▸ **Provided information**:
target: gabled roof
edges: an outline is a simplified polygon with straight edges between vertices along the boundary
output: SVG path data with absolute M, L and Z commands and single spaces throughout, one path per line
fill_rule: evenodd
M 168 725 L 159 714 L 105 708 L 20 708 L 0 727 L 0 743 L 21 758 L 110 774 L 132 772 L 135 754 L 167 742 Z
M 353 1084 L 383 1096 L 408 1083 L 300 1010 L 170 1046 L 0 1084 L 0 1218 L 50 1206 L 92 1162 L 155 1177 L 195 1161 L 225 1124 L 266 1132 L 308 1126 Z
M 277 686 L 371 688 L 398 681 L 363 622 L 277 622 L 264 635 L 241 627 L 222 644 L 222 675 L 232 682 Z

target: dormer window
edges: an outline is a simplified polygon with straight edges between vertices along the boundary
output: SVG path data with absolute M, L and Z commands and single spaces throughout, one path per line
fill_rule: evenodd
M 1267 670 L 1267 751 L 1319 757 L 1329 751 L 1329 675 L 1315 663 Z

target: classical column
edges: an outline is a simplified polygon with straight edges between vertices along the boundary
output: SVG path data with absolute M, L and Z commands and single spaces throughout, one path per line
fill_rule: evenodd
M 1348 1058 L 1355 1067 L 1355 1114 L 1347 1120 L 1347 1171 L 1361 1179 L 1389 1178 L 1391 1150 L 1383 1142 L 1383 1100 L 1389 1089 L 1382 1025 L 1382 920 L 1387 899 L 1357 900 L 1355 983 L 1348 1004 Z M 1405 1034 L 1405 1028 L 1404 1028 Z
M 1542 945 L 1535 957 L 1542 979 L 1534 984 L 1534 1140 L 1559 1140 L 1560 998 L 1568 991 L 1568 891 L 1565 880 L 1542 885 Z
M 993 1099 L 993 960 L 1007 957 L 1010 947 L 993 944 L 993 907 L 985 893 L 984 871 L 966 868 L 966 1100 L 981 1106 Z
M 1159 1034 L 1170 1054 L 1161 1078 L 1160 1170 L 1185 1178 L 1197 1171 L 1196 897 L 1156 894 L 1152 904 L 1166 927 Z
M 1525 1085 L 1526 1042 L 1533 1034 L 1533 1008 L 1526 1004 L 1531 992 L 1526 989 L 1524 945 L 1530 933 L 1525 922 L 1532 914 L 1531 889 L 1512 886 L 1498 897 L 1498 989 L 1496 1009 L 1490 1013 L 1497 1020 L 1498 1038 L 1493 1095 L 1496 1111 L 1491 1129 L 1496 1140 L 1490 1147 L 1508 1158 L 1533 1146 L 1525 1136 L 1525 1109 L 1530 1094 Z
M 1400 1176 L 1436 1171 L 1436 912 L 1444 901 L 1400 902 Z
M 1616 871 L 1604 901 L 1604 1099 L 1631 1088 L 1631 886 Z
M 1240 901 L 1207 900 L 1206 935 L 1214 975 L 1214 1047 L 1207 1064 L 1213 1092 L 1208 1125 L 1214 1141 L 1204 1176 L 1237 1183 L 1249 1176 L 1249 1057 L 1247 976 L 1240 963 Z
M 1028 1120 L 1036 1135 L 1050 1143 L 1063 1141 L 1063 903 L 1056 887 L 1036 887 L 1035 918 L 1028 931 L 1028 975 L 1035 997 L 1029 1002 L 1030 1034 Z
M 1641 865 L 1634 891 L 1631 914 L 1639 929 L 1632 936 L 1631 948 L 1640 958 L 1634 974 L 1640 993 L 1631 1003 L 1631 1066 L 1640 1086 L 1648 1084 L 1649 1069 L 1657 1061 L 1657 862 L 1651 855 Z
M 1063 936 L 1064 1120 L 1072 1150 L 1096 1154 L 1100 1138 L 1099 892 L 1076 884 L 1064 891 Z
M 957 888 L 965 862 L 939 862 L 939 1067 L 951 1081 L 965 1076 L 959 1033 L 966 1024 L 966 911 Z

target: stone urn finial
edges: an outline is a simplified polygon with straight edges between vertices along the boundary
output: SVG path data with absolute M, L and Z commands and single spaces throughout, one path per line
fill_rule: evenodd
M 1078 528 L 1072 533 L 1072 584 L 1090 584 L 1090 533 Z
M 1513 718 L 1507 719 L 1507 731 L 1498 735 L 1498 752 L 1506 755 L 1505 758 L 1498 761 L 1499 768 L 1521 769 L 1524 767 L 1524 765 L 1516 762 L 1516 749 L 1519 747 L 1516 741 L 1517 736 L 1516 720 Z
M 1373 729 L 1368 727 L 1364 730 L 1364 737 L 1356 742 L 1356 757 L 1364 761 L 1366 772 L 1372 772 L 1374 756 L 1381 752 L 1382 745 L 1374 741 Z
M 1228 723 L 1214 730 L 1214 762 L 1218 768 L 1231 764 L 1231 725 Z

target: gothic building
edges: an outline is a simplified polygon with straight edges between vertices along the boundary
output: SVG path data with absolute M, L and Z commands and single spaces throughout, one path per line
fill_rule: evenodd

▸ **What is being asked**: If a line of the records above holds the word "target", show it.

▸ **Task solution**:
target: gabled roof
target: dormer window
target: classical column
target: stone urn finial
target: gothic building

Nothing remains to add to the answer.